* Exercise passage:
A Psychoeducational Intervention (SWEEP) for Depressed Women with Diabetes
New group therapy program fights depression, anxiety, and anger in women with type 2 diabetes better than usual care. By Sue M. Penckofer and colleagues. Annals of Behavioral Medicine, October 2012;44:192–206
What is the problem and what is known about it so far?
Depression is common in people with diabetes, affecting about a quarter of those with the disease. Women are at an even higher risk with twice the risk for depression as men. Depression takes a real physical toll on people with diabetes, worsening a variety of health measures including blood glucose levels, and can lead to premature death.
Why did the researchers do this particular study?
While antidepressant medications can be an effective treatment for depression, they are associated with weight gain and increases in blood glucose levels. For this reason, researchers want to develop nonmedication depression treatments that are effective in people with diabetes. While there are programs that target depression specifically, there are no programs that combat the range of unwelcome emotions that often accompany depression, such as anxiety and anger. The researchers developed such a program and used this study to test it.

* Source information:
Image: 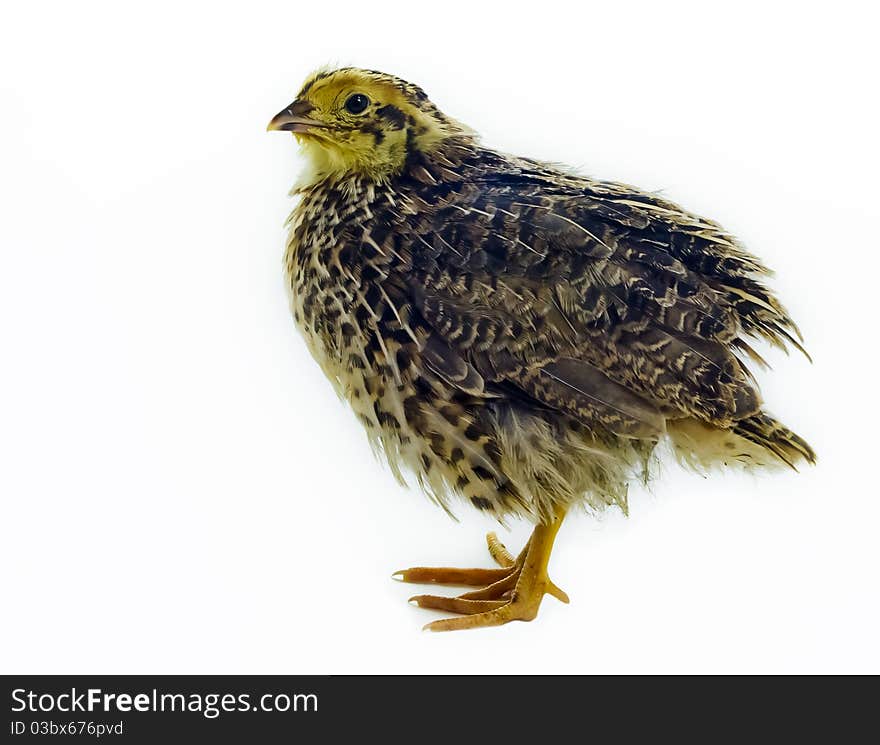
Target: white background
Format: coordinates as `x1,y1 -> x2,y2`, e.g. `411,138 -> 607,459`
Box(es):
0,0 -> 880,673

* * *

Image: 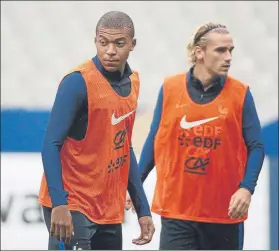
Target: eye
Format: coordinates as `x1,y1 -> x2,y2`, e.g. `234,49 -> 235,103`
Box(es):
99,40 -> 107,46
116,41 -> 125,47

* Task list:
1 > According to the SWEEP study summary, about what share of people with diabetes are affected by depression?
2 > Write the next part of the SWEEP study summary, picking up after its last sentence.
The items have no role in this exercise.

* Your responses:
1 > About a quarter of them.

2 >
Who was studied?
The study included 74 women with symptoms of depression and with diagnosed type 2 diabetes.
How was the study done?
The researchers enrolled half of the participants in the new SWEEP program, which focused on “cleaning the mind and body of negative thoughts and emotions,” while the rest received the usual care. The SWEEP participants attended hour-long structured group therapy sessions, lead by a nurse, once a week for 8 weeks. The sessions focused on recognizing the symptoms of depression, learning how depression can affect diabetes, and managing depression, anxiety, and anger with tricks from cognitive behavioral therapy.
What did the researchers find?
Women in the SWEEP program had reduced their depression, anxiety, and anger more than those who received the usual care. Blood glucose levels did not differ significantly between the groups.
What were the limitations of the study?
The nurse who led the SWEEP program was highly trained, so it is unclear whether other nurses would be able to deliver SWEEP as effectively.
What are the implications of the study?
A structured group therapy plan may help women with type 2 diabetes treat depression and its symptoms, which may help with long-term mental and physical well being.